Problem statement ▸
Please copy out every line in the entries that includes the word "background".

Extracted records ▸
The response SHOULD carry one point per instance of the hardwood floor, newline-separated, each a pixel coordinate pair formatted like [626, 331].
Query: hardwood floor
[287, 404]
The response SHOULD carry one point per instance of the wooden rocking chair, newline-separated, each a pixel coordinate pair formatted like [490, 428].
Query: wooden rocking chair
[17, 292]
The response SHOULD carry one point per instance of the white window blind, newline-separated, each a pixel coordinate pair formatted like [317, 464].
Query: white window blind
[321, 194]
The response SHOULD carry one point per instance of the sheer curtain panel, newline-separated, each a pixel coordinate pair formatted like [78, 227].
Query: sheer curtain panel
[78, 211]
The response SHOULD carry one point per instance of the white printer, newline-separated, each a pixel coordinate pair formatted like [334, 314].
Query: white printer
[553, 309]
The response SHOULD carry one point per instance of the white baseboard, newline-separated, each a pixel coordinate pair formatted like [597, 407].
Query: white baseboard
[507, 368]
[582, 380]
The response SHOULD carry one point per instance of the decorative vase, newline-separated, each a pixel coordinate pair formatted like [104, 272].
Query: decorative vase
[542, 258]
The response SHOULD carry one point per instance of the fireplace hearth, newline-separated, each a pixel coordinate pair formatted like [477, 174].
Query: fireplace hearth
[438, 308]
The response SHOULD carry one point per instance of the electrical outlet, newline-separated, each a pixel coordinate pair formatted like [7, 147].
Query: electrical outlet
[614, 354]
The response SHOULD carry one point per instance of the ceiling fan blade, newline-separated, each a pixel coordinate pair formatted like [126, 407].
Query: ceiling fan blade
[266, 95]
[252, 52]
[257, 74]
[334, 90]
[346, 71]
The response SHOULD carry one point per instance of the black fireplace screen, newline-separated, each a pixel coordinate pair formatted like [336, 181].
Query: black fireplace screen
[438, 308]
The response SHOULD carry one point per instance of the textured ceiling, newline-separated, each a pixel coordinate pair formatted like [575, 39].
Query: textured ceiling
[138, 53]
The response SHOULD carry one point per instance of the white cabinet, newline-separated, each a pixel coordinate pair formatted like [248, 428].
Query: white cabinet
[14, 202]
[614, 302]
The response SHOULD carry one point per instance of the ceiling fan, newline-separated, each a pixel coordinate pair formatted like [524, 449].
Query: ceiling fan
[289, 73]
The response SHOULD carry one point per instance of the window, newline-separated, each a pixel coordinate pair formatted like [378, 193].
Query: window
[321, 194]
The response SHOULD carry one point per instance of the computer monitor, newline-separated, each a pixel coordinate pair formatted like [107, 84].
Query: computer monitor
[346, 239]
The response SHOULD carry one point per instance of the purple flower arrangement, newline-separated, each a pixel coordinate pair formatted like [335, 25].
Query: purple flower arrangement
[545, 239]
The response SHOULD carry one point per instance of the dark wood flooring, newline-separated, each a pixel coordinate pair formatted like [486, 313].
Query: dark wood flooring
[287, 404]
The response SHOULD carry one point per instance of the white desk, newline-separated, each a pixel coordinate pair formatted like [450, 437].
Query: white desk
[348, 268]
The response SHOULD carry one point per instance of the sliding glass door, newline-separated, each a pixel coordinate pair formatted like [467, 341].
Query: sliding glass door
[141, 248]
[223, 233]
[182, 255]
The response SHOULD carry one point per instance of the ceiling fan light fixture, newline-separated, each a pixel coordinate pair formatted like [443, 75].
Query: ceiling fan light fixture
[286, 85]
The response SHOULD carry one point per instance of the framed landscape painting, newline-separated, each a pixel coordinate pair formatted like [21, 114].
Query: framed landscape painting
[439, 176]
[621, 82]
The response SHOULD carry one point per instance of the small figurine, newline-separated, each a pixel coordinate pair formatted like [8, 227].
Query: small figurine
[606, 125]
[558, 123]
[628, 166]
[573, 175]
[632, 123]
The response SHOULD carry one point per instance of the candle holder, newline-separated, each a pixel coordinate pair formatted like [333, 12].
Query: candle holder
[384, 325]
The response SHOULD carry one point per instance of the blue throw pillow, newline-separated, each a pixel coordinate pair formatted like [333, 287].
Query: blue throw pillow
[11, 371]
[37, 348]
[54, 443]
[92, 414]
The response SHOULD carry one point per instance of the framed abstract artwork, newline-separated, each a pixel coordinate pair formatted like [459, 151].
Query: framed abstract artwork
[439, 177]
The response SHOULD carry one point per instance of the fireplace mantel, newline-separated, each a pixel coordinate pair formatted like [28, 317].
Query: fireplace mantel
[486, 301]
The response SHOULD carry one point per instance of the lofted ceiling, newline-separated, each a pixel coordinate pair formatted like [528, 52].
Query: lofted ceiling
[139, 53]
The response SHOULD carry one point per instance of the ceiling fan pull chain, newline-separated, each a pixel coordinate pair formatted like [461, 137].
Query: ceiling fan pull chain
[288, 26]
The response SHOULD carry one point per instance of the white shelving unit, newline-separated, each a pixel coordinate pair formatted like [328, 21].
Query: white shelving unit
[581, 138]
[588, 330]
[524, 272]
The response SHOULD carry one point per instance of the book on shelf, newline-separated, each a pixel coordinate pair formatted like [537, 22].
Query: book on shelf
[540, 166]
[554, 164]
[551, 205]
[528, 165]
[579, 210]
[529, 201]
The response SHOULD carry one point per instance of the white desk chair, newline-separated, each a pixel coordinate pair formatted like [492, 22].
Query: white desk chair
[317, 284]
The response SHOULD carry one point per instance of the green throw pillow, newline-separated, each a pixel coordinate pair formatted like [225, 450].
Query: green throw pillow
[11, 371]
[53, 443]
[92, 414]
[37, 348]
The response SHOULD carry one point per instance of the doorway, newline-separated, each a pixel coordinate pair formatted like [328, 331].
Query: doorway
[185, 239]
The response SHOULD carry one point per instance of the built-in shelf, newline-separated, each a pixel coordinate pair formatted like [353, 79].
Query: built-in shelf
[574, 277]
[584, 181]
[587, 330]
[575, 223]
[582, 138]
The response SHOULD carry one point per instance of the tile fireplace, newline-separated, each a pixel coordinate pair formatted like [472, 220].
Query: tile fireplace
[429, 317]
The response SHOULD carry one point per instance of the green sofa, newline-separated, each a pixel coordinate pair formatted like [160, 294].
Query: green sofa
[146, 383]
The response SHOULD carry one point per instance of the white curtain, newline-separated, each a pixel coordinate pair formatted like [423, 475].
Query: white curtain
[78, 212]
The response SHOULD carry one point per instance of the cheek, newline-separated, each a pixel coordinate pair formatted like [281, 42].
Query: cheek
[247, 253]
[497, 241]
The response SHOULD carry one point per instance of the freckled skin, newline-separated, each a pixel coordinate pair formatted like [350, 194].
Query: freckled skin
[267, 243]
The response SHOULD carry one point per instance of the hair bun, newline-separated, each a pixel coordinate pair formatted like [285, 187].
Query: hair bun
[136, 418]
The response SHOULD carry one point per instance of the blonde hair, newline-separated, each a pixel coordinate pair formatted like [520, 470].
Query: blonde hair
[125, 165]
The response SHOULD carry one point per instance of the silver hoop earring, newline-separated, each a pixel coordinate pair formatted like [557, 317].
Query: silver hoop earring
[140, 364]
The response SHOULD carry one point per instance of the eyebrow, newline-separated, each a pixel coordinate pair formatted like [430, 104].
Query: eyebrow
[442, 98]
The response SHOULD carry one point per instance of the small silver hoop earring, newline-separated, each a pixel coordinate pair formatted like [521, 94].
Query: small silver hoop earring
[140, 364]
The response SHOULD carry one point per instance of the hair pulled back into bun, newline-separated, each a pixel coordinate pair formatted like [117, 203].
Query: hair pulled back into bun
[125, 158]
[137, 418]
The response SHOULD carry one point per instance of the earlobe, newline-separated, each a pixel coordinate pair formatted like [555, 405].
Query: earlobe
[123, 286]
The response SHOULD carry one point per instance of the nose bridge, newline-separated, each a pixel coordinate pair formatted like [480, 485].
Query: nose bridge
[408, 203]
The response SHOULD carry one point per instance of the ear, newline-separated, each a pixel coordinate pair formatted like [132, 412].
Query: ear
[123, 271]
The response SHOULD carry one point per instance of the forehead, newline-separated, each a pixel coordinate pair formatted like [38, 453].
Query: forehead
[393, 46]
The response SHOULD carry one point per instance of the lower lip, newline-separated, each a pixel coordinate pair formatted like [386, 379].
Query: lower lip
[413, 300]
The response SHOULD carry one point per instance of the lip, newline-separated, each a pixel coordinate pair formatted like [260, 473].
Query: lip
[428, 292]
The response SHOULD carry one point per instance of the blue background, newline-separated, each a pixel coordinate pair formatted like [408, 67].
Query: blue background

Response area ▸
The response SHOULD carry one point per instance of the blue background, newline-separated, each a pixel coordinate pair formatted like [408, 67].
Query: blue background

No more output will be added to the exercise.